**TO BE DONE:** Show every line of the material that contains the string "several", treating uppercase and lowercase letters as different.
** start **
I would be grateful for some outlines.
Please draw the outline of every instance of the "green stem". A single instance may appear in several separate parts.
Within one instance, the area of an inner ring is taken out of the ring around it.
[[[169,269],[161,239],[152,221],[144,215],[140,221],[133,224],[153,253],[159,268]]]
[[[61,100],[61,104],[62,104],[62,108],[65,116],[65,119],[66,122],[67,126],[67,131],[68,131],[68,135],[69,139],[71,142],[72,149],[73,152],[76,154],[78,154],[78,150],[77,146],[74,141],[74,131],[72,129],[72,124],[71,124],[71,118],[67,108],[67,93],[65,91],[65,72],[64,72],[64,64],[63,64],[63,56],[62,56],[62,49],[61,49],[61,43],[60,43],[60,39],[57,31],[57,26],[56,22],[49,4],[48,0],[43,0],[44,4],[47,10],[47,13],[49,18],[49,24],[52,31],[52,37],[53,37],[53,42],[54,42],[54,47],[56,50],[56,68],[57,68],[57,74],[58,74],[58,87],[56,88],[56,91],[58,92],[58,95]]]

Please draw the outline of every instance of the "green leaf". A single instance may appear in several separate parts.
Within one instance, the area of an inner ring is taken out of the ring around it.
** end **
**WRITTEN SOLUTION:**
Please draw the outline of every instance of the "green stem". A single instance may appear in several separate parts.
Please draw the outline of every instance of the "green leaf". A single instance may appear in several separate parts.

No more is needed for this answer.